**Do this**
Turn every line of the entries below into a JSON list of strings, one string per line, leaving out blank lines.

**Working data**
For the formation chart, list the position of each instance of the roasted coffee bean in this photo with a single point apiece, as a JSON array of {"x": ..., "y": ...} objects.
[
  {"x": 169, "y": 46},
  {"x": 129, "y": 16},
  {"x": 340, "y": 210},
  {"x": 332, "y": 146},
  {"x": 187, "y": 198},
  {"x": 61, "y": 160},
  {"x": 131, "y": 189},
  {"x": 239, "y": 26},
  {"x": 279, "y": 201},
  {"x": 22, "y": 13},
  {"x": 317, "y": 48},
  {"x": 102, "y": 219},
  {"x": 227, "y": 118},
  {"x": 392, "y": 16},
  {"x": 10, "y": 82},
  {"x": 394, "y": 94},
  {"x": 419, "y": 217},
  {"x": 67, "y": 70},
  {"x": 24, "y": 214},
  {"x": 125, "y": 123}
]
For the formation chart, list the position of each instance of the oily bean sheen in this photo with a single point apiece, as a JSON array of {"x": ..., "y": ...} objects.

**Answer to this problem**
[
  "For the formation chart, list the position of each instance of the roasted coffee bean in this photo with a single point apiece, as a JSON array of {\"x\": ..., \"y\": ...} objects.",
  "[",
  "  {\"x\": 169, \"y\": 46},",
  "  {\"x\": 129, \"y\": 16},",
  "  {\"x\": 340, \"y\": 210},",
  "  {\"x\": 332, \"y\": 146},",
  "  {\"x\": 187, \"y\": 198},",
  "  {\"x\": 61, \"y\": 160},",
  "  {\"x\": 131, \"y\": 189},",
  "  {\"x\": 239, \"y\": 26},",
  "  {\"x\": 279, \"y\": 201},",
  "  {\"x\": 22, \"y\": 13},",
  "  {\"x\": 317, \"y\": 48},",
  "  {\"x\": 102, \"y\": 219},",
  "  {\"x\": 227, \"y\": 118},",
  "  {\"x\": 392, \"y\": 16},",
  "  {\"x\": 10, \"y\": 82},",
  "  {\"x\": 394, \"y\": 94},",
  "  {\"x\": 419, \"y\": 217},",
  "  {\"x\": 67, \"y\": 70},",
  "  {\"x\": 24, \"y\": 214},",
  "  {\"x\": 125, \"y\": 123}",
  "]",
  "For the formation chart, list the position of each instance of the oily bean sheen in this photo with a single point apiece, as a JSON array of {\"x\": ..., \"y\": ...} objects."
]